Set exercise a
Reproduce word for word the portion of the rows that opens with the line containing "of the white" and closes with the final row, including both of those lines.

Selected excerpt
URL = http://www.borderlands.net.au/issues/vol11no2.html

Description

From the introduction:

“The ‘commons’ has become one of the keywords in the global class struggle against neoliberal capitalism. The term shares etymological kinship with word such as ‘community’, ‘communism’, and ‘communal’—all of which have been variously expropriated by enclosing powers from above and re-appropriated by movements from below. It invokes the language and customs of pre-capitalist social formations, implicitly negating the stadial concept of history. However, just as the ‘commons’ historically did not mean a singular, static practice but was redefined constantly by what commoners did in their subsistence economy, the future of ‘commons’ will be determined by the content and vector of our struggles, as we define who and what kind of class we will constitute, as the forces arrayed against us will attempt to do the same for their own ends. This collection aims to expand and diversify the discussion around the ongoing historical process of the ‘commons’, provoking new ways of looking at this age-old non-capitalist practice of sharing, subsistence, survival.” (http://www.borderlands.net.au/vol11no2_2012/yanghowison_commons.htm)


Contents

Access to all articles via http://www.borderlands.net.au/issues/vol11no2.html

  • George Caffentzis, A Tale of Two Conferences: Globalization, the crisis of neoliberalism and question of the commons
  • Bariş Ünlü , İsmail Beşikçi as a Discomforting Intellectual
  • Jason Hribal, Animals are Part of the Working Class Reviewed

Excerpts

Introduction

Manuel Yang & Jeffrey D. Howison:

The last twenty-three years since the collapse of the statesocialist/capitalist regimes of Eastern Europe have shown repeatedly the intractable universality of commons and class struggle in defining our history. Against the juggernaut of neoliberal accumulation, which proceeded rapidly to enclose the ruins of the failed Soviet state, the most signal forms of class struggle emerged as a defense and reinvention of the commons, from the 1994 Zapatista indigenous rebellion in Chiapas, Mexico to the multiplicity of anti-capitalist commoning activities which find spontaneous expressions in postdisaster mutual aid, urban community avant-gardening, workers’ occupation and direct control of abandoned factories.

E.P. Thompson and his Warwick School of History have produced the locus classicus in the English social history of the commons, offering a much-needed long-term perspective on what has become a fiercely contested terrain of ideological class strife: the commons today encompass virtually all fields of social life and reproduction, from the traditional indigenous commons and cyber-commons to public access to education and healthcare. But various global capitalist institutions are also seeking to co-opt these movements into a vehicle for restructuring themselves, as a means to shore up the failures of the neoliberal strategy. Prior to the historical commencement of the English commoners’ struggle against enclosures and privatizing innovations of the market in the eighteenth century, the commons served traditionally as an essential integument in binding the feudal class structure. Over a decade into the twenty-first century, we are at a historical conjuncture that has made us confront again with the epochal necessity to reconstitute the very meaning and ramification of this ‘pre-modern’ term, which stands so starkly against the grain of capitalist modernity.

This collection aims to capture some of the essential features and challenges of this class struggle over the commons and its historical roots.

Data for the task
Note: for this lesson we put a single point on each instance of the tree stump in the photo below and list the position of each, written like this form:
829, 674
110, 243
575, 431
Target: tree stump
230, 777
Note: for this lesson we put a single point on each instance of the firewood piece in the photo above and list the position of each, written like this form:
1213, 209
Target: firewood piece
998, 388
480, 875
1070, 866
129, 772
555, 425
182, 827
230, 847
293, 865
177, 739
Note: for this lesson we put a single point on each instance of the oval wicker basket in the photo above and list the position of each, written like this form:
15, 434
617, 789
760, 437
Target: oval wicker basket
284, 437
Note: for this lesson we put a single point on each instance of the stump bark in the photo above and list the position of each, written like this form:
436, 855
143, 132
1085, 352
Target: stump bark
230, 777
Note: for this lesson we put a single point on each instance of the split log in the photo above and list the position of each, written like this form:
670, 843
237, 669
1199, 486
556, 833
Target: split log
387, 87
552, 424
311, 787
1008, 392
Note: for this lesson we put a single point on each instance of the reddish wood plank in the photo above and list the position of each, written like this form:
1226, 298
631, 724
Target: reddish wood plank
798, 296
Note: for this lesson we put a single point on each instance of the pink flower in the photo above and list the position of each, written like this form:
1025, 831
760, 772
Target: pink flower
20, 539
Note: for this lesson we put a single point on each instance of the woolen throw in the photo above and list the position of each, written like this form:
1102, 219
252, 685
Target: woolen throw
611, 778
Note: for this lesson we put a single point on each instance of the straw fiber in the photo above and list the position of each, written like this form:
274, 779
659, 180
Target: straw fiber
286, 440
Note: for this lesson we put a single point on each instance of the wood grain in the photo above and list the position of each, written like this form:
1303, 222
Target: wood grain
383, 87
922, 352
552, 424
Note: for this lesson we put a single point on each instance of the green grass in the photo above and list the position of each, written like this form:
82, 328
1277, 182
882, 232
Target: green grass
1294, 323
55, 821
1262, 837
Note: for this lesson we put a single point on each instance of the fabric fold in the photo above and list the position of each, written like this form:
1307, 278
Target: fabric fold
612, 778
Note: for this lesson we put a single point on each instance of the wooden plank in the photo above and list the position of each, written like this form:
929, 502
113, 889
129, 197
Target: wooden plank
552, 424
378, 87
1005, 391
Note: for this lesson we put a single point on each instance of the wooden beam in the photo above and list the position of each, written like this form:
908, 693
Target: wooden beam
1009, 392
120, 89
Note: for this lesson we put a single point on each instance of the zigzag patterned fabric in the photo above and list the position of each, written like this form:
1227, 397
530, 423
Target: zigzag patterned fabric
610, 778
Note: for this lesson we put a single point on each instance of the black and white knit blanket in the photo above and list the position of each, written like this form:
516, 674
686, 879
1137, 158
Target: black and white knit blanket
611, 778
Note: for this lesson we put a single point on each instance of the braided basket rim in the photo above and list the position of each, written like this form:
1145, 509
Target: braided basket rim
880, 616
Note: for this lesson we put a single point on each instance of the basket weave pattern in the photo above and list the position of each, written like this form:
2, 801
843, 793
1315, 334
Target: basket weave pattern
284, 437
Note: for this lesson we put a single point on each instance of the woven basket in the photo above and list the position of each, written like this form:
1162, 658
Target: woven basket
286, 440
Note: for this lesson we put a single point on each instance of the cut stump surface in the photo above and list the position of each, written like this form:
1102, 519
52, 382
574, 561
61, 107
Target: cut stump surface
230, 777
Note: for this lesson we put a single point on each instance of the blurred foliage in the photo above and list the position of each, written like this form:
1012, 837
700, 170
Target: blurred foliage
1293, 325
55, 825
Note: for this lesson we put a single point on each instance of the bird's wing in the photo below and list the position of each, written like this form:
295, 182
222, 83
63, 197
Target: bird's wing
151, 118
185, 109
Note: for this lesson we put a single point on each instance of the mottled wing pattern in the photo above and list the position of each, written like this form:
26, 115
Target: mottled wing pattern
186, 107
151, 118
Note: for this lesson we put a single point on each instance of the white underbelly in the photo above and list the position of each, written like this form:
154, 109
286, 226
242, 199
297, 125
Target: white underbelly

Set exercise b
In the introduction on the commons, which historian and school are said to have produced the locus classicus in the English social history of the commons?

Worked answer a
Note: for this lesson we put a single point on each instance of the white underbelly in the photo above and list the position of each, written like this form:
154, 109
286, 226
242, 199
297, 125
Target: white underbelly

Worked answer b
E.P. Thompson and his Warwick School of History